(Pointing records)
══════════════════════════════
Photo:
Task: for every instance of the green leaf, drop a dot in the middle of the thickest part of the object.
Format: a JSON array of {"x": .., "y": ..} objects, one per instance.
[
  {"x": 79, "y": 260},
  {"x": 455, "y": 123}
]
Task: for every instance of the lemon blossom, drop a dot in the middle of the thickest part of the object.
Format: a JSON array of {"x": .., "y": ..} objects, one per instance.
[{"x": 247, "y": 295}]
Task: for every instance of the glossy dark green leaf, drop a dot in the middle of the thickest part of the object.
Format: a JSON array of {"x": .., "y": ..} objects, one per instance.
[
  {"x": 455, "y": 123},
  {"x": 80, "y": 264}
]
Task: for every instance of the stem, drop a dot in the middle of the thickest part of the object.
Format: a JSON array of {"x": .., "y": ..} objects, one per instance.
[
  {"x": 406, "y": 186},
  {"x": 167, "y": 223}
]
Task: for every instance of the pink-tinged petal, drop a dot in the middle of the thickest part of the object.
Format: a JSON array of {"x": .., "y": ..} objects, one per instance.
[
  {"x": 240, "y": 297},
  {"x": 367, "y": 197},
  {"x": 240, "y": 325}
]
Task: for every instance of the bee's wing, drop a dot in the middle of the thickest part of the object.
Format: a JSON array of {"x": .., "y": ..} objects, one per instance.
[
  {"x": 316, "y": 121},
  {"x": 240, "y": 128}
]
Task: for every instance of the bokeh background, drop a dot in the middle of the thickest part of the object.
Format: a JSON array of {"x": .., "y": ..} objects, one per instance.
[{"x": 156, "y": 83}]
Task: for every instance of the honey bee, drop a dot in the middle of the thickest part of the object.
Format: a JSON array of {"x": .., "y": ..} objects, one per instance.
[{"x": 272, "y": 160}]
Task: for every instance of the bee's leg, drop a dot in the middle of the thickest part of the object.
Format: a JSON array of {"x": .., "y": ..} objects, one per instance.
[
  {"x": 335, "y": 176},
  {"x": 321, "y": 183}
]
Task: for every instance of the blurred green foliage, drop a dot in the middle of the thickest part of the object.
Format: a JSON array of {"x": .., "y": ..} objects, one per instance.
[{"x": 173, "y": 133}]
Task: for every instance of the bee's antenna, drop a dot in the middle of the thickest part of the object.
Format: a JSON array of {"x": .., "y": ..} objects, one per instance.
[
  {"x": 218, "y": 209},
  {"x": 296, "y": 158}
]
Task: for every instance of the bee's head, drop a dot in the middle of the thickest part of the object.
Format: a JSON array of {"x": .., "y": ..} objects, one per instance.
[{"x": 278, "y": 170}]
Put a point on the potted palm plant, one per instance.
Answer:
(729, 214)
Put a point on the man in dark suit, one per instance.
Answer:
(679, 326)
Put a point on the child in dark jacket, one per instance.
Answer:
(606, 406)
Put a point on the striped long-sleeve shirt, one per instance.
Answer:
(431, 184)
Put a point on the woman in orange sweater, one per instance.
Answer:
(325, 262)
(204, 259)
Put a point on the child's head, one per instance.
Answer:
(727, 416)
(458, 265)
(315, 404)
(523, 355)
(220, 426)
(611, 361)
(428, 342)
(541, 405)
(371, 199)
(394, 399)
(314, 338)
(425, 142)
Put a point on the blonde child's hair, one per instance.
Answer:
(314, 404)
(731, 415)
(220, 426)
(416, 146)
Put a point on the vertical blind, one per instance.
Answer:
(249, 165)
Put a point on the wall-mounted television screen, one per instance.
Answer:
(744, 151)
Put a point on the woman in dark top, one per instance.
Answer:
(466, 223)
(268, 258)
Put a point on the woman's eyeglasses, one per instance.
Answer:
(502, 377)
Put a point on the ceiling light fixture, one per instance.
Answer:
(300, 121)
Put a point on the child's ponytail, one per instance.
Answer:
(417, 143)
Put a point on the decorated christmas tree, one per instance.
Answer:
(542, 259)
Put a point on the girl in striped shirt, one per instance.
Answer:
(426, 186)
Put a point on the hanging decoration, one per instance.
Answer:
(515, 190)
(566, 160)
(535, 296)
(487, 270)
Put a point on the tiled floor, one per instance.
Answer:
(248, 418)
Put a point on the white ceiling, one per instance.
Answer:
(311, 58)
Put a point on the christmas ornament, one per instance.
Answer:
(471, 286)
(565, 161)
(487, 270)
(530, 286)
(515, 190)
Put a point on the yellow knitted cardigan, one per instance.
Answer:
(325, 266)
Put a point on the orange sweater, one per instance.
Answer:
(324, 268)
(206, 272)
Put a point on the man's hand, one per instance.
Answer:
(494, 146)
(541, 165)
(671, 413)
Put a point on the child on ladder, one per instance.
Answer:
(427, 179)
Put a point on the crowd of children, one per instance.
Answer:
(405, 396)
══════════════════════════════
▸ **Stated problem**
Reproduce the full listing word for word.

▸ **Completed exercise**
Photo:
Task: for every instance of the green leaf, drop a dot in the middle of the thickest part of the object.
Format: a JSON array of {"x": .., "y": ..} objects, one per instance.
[
  {"x": 79, "y": 260},
  {"x": 455, "y": 123}
]
Task: for every instance of the lemon blossom, drop a dot in the middle of the thickest part of the object.
Format: a JSON array of {"x": .., "y": ..} objects, one per instance.
[{"x": 247, "y": 295}]
Task: for every instance of the glossy dark green leaf, drop a dot in the middle of the thickest part of the object.
Format: a JSON array of {"x": .., "y": ..} objects, one per instance.
[
  {"x": 455, "y": 123},
  {"x": 80, "y": 264}
]
Task: for every instance of the stem, drop a dot in the middle of the thickest part of the object.
Format: a JSON array of {"x": .., "y": ..} objects, one per instance.
[
  {"x": 406, "y": 186},
  {"x": 167, "y": 223}
]
Task: for every instance of the pink-tinged petal, drop a dot in the middle of the thickest part of the object.
Format: a JSON array of {"x": .., "y": ..} objects, one per instance.
[
  {"x": 240, "y": 297},
  {"x": 367, "y": 197},
  {"x": 240, "y": 325}
]
Task: for every instance of the bee's wing, drop a dot in the middle of the thickest part of the object.
Format: a JSON array of {"x": .., "y": ..} objects, one per instance.
[
  {"x": 316, "y": 121},
  {"x": 240, "y": 128}
]
Task: for every instance of the bokeh background, drop a dot in the middle of the thickest part of the object.
Format: a JSON array of {"x": .., "y": ..} objects, one per instance.
[{"x": 156, "y": 83}]
Task: for every instance of the honey bee, drop a dot in the middle of the thickest part of the object.
Format: a JSON array of {"x": .., "y": ..} objects, one per instance.
[{"x": 272, "y": 160}]
Task: for every instance of the bee's leg, drop a dot in the middle of the thickest part of the object.
Format: a JSON array of {"x": .., "y": ..} objects, one per instance.
[
  {"x": 335, "y": 176},
  {"x": 321, "y": 183}
]
Task: for every instance of the blurred green foliage, drop a dot in the middle of the thickest part of the object.
Format: a JSON array of {"x": .., "y": ..} objects, one per instance.
[{"x": 173, "y": 133}]
Task: for every instance of the bee's antenna, drop a dot in the middle of the thickest part of the object.
Format: a JSON array of {"x": .., "y": ..} objects, one per instance.
[
  {"x": 218, "y": 209},
  {"x": 296, "y": 158}
]
Task: for every instance of the bee's head, drop a dot in the middle of the thickest part of the object.
Format: a JSON array of {"x": .., "y": ..} objects, one per instance.
[{"x": 278, "y": 170}]
Put a point on the potted palm plant, one per instance.
Answer:
(729, 214)
Put a point on the man in dark suit, one per instance.
Answer:
(679, 326)
Put a point on the child in dark jacket, one per instance.
Answer:
(606, 406)
Put a point on the striped long-sleeve shirt, one per instance.
Answer:
(431, 184)
Put a point on the woman in orange sweater, one per instance.
Answer:
(325, 262)
(204, 259)
Put a point on the child's head, one per instance.
Answer:
(727, 416)
(458, 265)
(315, 404)
(523, 355)
(220, 426)
(611, 361)
(428, 342)
(541, 405)
(371, 199)
(394, 399)
(314, 338)
(425, 142)
Put a point on the blonde child's hair, one per instance.
Answer:
(314, 404)
(731, 415)
(220, 426)
(416, 146)
Put a point on the vertical blind, one per instance.
Answer:
(249, 165)
Put a point on the wall-mounted television screen, one per instance.
Answer:
(744, 151)
Put a point on the woman in dark top, one per instance.
Answer:
(466, 223)
(268, 258)
Put a point on the woman's eyeglasses, one per instance.
Answer:
(502, 377)
Put a point on the ceiling light fixture, one per instance.
Answer:
(300, 121)
Put a point on the child's ponytail, one per instance.
Answer:
(417, 143)
Put a point on the decorated christmas tree, one per instance.
Answer:
(542, 259)
Put a point on the girl in striped shirt, one per instance.
Answer:
(426, 186)
Put a point on the hanging decoration, one per instance.
Answer:
(515, 190)
(566, 160)
(535, 296)
(487, 270)
Put a point on the tiled floor, one per instance.
Answer:
(248, 418)
Put a point on the white ceiling, one per instance.
Answer:
(311, 58)
Put a point on the christmas ornament, one per instance.
Answer:
(471, 286)
(565, 161)
(487, 270)
(530, 286)
(515, 190)
Put a point on the yellow knitted cardigan, one per instance.
Answer:
(325, 266)
Put a point on the orange sweater, one per instance.
Answer:
(324, 268)
(206, 272)
Put a point on the man's hand, one per instance.
Answer:
(494, 146)
(541, 165)
(671, 413)
Put a point on the child on ladder, one per instance.
Answer:
(427, 179)
Put a point on the crowd of children, one per instance.
Answer:
(405, 396)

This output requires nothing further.